## DOCUMENT EXTRACT

++++++++++

Five Considerations: Before You Decide
Knowing exactly what is being offered in each solution is crucial. Any assumptions you make without written verification by the provider are yours — not the providers.
Below are five things to consider:
  1. The total cost of ownership (TCO) can be more costly than anticipated. The CCaaS TCO solutions can be lower than for on-premises solutions. Watch out for the monthly recurring charges; they add up. Do you have the flexibility to change the number of agents in cases of seasonal variations when agent headcount increases or decreases?
  2. Your contact center faces your customers. Customization can help you differentiate the CX. If the provider offerings are standardized and can’t be customized to match the on-premises systems they typically replace, then avoid that provider. Some CCaaS providers can provide highly customized solutions.
  3. The advent of COVID-19 has pushed contact centers to support WFH agents. Many agents are using home Internet for their connection, which can affect voice quality and reliability. The COVID-19 boon means that providers might have to scale their capacity up or down to meet demand. So, how might a CCaaS provider demonstrate they can support high-quality voice and scalability?
  4. With more agents WFH, poor security has become common. Can the CCaaS provider support the stringent levels of security required for the handling of sensitive customer data, especially in the era of CCPA, GDPR, and impending state privacy regulations? What are the liabilities covered by the provider and what liabilities remain with your organization?
  5. The contact center, when down or working poorly, directly affects the organization’s revenue, profits, and costs. How does the provider support geographic redundancy of their operations? Does your on-premises solution offer better resiliency than the provider’s? A possible solution to service disruption is staying with the existing system vendor but moving from the on-premises solution to its CCaaS solution.
There is a balance between evaluating the technical and business considerations. Business problems can overwhelm any technical advantages. But don't get too bogged down. If a solution works well the first time, then you're set for years to come. If not, try another CCaaS provider — there are plenty on the market ready to help you accomplish your business needs.

++++++++++

## STUDY MATERIAL
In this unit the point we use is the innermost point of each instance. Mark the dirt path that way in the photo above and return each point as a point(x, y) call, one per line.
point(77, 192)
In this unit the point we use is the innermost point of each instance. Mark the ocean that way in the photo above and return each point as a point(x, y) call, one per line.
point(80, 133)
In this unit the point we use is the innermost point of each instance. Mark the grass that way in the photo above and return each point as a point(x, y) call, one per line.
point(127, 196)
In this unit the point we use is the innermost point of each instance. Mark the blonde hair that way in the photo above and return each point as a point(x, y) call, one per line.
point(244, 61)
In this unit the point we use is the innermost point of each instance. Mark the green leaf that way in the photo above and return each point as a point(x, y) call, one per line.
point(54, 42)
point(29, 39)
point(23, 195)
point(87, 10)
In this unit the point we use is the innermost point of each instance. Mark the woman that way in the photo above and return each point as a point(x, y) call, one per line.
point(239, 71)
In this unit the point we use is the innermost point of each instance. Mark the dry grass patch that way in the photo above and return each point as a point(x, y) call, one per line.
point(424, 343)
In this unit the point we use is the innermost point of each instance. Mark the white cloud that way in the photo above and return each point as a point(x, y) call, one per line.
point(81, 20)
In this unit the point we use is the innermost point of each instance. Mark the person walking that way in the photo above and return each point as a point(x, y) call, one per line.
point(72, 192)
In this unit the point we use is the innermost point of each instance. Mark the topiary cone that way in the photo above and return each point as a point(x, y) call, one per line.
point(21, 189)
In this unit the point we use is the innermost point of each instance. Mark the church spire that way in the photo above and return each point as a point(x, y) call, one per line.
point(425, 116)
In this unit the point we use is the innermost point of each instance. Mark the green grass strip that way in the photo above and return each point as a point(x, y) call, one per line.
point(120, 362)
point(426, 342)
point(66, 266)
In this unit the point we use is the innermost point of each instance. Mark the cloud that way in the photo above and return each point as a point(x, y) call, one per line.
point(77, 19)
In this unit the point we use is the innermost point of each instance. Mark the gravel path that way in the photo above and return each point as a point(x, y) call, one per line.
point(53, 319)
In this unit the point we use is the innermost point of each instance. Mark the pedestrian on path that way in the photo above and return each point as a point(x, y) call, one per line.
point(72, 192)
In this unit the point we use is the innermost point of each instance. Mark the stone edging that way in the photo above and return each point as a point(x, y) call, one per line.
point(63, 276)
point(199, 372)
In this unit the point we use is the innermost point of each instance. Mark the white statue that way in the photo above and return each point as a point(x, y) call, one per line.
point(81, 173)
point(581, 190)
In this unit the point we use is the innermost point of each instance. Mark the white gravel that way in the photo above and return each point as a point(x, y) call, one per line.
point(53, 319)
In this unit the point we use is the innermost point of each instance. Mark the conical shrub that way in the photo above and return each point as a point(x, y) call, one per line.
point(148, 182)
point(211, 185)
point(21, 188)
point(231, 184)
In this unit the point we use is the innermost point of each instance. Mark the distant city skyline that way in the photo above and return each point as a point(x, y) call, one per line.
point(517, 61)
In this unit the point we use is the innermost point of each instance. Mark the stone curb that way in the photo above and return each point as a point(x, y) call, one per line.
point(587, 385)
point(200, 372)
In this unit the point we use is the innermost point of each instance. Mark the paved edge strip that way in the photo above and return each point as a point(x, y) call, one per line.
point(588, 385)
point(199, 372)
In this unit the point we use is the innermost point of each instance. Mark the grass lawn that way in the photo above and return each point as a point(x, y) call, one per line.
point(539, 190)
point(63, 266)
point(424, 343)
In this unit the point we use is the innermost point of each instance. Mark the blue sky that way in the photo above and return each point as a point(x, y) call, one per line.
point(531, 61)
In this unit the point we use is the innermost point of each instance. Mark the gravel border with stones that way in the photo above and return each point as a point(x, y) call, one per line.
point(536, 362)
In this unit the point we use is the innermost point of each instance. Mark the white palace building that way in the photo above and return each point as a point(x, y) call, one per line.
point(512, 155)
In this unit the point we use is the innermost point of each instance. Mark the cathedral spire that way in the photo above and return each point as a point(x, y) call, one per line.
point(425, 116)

++++++++++

## WHAT TO PRODUCE
Print the part of the CCaaS considerations text above from "3. The advent" up to and including "voice and scalability?", with its wording unchanged.

## THE COMPLETED TASK
3. The advent of COVID-19 has pushed contact centers to support WFH agents. Many agents are using home Internet for their connection, which can affect voice quality and reliability. The COVID-19 boon means that providers might have to scale their capacity up or down to meet demand. So, how might a CCaaS provider demonstrate they can support high-quality voice and scalability?